* Exercise requirements:
Set out the lines below as a numbered list, omitting any blank lines, from the line containing "of the white" through the final line, both inclusive.

* Listed entries:
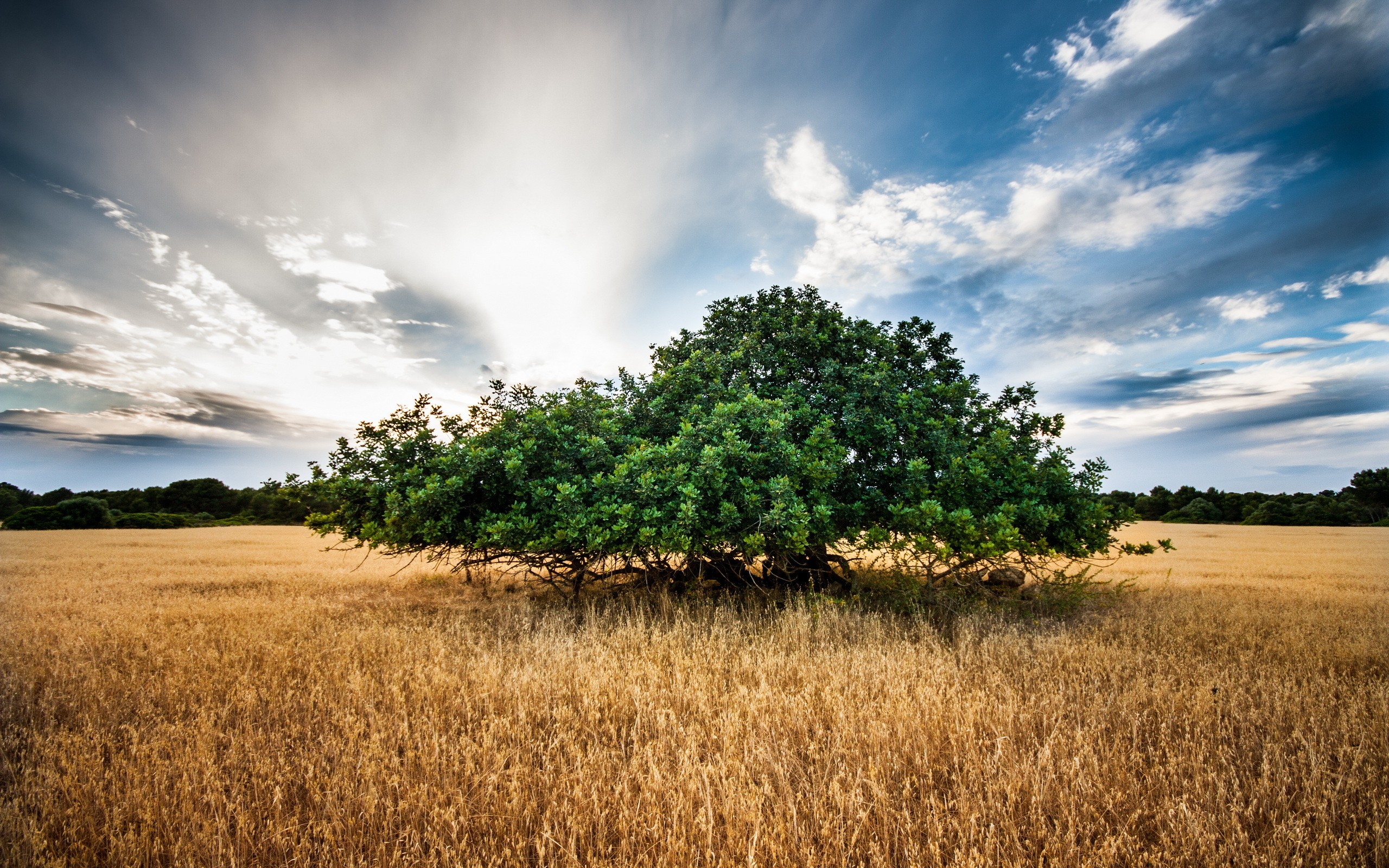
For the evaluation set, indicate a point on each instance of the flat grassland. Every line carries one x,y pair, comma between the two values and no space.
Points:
238,696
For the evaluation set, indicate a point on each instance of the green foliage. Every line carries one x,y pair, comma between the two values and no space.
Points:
775,448
67,514
1198,512
1372,489
152,521
184,503
194,496
1363,502
14,499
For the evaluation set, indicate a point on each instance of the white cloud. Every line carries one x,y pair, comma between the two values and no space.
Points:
1245,306
805,178
1098,205
1356,333
1375,274
219,314
341,279
1274,382
1092,55
124,219
159,249
20,323
1100,348
876,238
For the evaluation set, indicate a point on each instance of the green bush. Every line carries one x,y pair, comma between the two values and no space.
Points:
68,514
1199,512
781,446
153,521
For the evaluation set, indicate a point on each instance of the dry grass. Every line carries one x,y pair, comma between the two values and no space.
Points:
235,696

* Result:
1. For the evaluation set, indicate a point on each instance of the white cloud. Every line carries one x,y pair, comma between the two values and no space.
2. Points:
3. 1245,306
4. 805,178
5. 1098,205
6. 1356,333
7. 1375,274
8. 219,314
9. 341,279
10. 1274,382
11. 1092,55
12. 124,219
13. 159,249
14. 20,323
15. 1100,348
16. 876,238
17. For the evaluation set, indicate a point on each instance of the green bush. Every line carries one x,y pair, comma between the two values and no space.
18. Points:
19. 68,514
20. 1199,512
21. 781,446
22. 153,521
23. For the evaluation set, indicate a point on each instance of the dry grass. Every line carries one x,y pair, comma between the two values and no space.
24. Points:
25. 235,696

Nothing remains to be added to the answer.